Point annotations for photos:
* Begin *

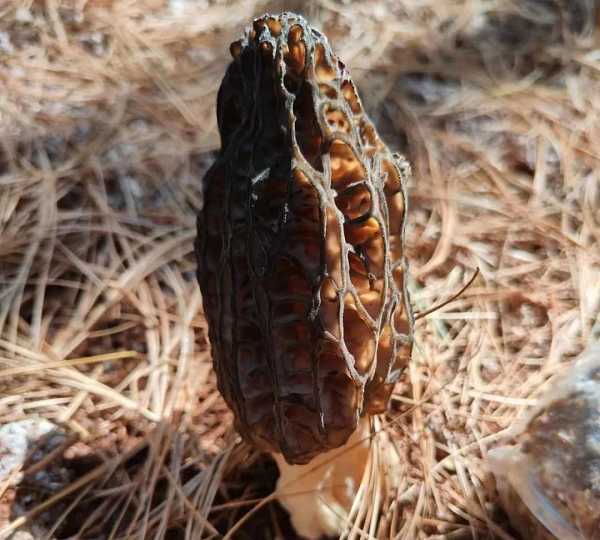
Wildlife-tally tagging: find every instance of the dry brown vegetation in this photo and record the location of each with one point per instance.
(106, 126)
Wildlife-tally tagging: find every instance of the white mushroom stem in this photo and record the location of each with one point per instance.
(322, 497)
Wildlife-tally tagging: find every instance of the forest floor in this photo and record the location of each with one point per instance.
(107, 125)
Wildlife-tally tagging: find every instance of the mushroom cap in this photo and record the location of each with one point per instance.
(300, 246)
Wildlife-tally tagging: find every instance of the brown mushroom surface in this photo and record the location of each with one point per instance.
(300, 246)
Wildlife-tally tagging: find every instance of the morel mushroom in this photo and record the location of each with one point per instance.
(549, 481)
(300, 248)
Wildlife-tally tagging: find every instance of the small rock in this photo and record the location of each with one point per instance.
(16, 440)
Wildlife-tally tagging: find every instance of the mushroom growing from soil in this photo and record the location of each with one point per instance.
(549, 480)
(301, 266)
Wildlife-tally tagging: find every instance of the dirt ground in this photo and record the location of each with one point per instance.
(107, 124)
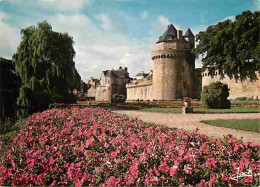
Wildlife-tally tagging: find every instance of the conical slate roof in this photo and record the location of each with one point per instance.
(170, 32)
(189, 33)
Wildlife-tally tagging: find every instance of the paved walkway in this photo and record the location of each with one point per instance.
(192, 121)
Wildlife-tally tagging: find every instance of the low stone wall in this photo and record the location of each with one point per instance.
(247, 88)
(140, 91)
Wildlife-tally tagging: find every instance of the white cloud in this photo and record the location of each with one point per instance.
(9, 38)
(232, 18)
(164, 21)
(106, 22)
(67, 5)
(144, 15)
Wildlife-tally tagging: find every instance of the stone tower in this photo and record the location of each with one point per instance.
(173, 65)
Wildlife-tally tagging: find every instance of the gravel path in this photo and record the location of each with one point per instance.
(192, 121)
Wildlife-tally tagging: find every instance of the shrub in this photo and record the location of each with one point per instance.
(116, 98)
(215, 96)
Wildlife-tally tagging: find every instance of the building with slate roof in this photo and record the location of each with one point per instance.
(173, 69)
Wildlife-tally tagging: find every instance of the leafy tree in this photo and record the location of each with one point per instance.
(215, 96)
(44, 61)
(9, 88)
(233, 48)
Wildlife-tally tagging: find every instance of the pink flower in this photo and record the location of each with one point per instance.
(142, 157)
(134, 169)
(236, 148)
(113, 154)
(249, 180)
(181, 151)
(51, 161)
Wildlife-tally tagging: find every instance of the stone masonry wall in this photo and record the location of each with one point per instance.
(246, 88)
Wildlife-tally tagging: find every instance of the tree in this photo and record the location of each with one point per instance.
(215, 96)
(44, 61)
(9, 88)
(233, 48)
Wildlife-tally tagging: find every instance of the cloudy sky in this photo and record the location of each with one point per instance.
(113, 33)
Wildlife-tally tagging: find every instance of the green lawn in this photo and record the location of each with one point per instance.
(203, 110)
(248, 125)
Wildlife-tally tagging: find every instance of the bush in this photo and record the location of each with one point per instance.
(84, 146)
(215, 96)
(116, 98)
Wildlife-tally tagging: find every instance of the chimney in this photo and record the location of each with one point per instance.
(179, 34)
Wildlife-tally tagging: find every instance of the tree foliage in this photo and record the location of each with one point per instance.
(215, 96)
(44, 61)
(233, 48)
(9, 88)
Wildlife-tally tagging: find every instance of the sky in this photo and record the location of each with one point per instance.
(113, 33)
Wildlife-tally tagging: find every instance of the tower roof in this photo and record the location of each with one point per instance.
(189, 33)
(170, 32)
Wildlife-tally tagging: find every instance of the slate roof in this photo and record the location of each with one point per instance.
(142, 74)
(171, 31)
(189, 33)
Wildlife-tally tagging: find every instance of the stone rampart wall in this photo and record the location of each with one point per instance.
(141, 91)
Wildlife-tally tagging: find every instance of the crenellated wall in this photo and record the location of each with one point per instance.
(142, 91)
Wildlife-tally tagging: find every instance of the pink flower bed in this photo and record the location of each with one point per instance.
(92, 146)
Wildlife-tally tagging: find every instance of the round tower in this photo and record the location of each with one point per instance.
(168, 65)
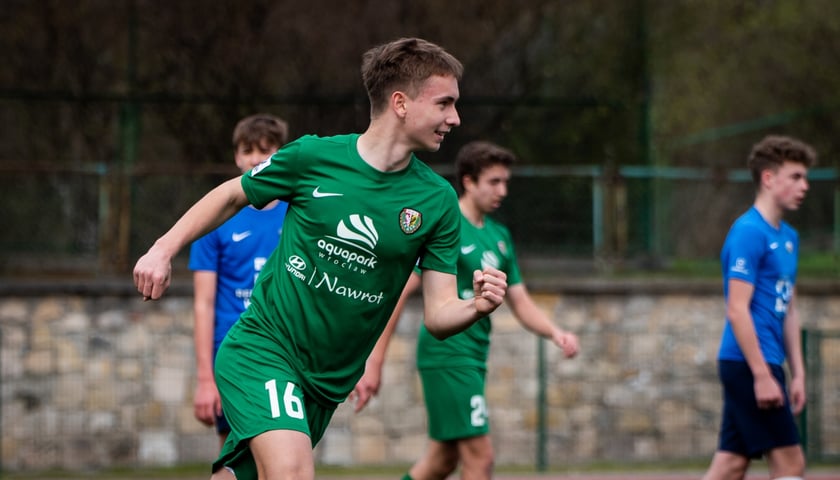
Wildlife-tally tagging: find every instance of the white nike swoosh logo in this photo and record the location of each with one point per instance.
(238, 237)
(319, 194)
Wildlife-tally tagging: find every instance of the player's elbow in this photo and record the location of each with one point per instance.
(437, 330)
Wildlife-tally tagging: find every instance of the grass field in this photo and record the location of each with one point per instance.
(647, 471)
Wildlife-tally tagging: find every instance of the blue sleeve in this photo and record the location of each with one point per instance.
(742, 253)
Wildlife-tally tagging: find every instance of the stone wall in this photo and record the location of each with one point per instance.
(93, 377)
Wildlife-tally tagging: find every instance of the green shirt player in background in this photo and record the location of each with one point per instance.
(453, 370)
(363, 210)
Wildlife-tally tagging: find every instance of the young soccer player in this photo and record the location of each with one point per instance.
(363, 210)
(226, 263)
(759, 260)
(453, 370)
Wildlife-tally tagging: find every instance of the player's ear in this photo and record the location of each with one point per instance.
(398, 103)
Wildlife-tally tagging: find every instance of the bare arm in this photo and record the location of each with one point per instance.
(152, 273)
(206, 403)
(369, 384)
(768, 392)
(536, 321)
(445, 314)
(793, 347)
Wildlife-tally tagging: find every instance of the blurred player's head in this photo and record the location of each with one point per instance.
(482, 172)
(779, 167)
(256, 137)
(404, 65)
(774, 150)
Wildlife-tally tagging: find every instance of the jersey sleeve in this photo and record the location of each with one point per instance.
(204, 253)
(441, 251)
(276, 177)
(743, 252)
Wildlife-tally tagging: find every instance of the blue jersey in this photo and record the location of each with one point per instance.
(766, 257)
(236, 251)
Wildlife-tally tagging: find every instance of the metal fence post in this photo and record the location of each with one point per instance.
(542, 455)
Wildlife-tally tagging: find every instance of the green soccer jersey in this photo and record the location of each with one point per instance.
(490, 245)
(350, 239)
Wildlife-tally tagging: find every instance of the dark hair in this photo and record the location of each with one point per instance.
(773, 150)
(404, 64)
(259, 130)
(476, 156)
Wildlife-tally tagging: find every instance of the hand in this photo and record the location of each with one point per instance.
(489, 286)
(566, 341)
(207, 404)
(768, 392)
(366, 388)
(152, 274)
(797, 394)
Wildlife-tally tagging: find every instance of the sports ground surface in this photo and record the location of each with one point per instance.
(819, 472)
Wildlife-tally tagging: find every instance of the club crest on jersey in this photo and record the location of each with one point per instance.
(410, 220)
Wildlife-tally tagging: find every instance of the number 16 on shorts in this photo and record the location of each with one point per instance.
(292, 405)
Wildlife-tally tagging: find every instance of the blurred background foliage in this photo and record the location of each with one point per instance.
(632, 118)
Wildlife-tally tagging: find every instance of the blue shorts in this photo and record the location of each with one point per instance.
(746, 429)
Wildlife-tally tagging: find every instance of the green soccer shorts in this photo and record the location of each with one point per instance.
(260, 393)
(455, 403)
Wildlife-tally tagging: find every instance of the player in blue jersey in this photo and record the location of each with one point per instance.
(226, 263)
(759, 262)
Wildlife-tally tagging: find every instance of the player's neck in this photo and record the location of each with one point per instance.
(381, 149)
(769, 210)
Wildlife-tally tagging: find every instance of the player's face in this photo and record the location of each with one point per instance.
(431, 114)
(490, 189)
(789, 185)
(249, 156)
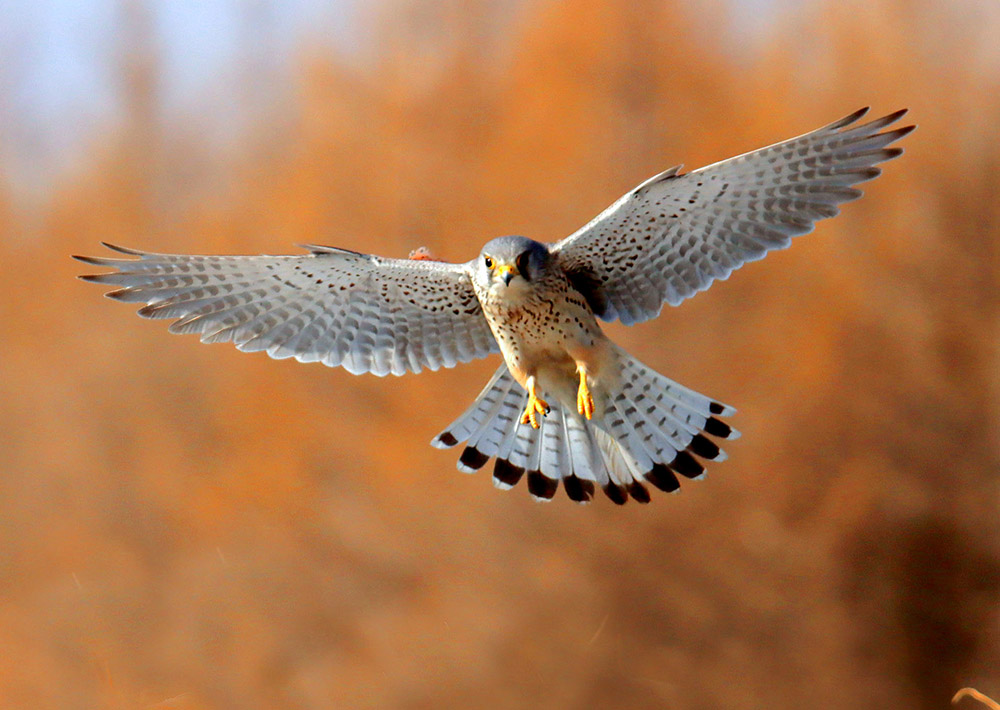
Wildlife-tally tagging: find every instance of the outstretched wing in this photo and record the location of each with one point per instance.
(674, 234)
(335, 306)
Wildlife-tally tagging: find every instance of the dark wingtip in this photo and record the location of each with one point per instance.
(638, 492)
(578, 490)
(472, 458)
(717, 427)
(447, 439)
(703, 447)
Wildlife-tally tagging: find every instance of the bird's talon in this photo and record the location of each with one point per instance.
(536, 405)
(584, 400)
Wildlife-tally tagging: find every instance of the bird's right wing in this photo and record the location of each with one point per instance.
(675, 234)
(338, 307)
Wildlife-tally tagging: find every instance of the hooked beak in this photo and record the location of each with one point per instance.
(506, 273)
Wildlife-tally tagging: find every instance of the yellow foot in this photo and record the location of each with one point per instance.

* End *

▶ _Task instructions_
Write out exactly, and nothing more than, the lines of the entries above from the line containing "Wildlife-tally tagging: find every instance of the player in" through the final line; omit any pictures.

▶ _Written response_
Wildlife-tally tagging: find every instance of the player in blue jersey in this photo and record the location of each with one point per instance.
(226, 263)
(759, 262)
Wildlife-tally tagging: find every instance of the player's neck in this photo and record the location of each with one point per instance.
(381, 149)
(769, 210)
Wildlife-tally tagging: find every instance of the player's face in this photo and record the location of each with one point per instance.
(431, 114)
(490, 189)
(789, 185)
(249, 156)
Wildlife-tally tagging: find every instance of the outstretched wing in this photo and record the location of each with one point per instance.
(674, 234)
(335, 306)
Wildlife-tally tagging: find every instance of the dark wingtip in this photo and record the location of each with one point per instance.
(638, 492)
(578, 490)
(472, 458)
(717, 427)
(447, 439)
(703, 447)
Wildlife-tally tagging: find every instance of the bird's talon in this photo and record the location of each with one point per instance.
(536, 405)
(584, 400)
Wildlife-tally tagging: find every instance of the bird's right wing in this photo and record the location of each with one point per instance.
(675, 234)
(338, 307)
Wildlife-tally tagging: find every instance of the hooked beak in this photo and record the location of each with one point per instance.
(506, 273)
Wildlife-tally tagging: find every instance of the yellow foot in this photo and record the location of each with one point per instance.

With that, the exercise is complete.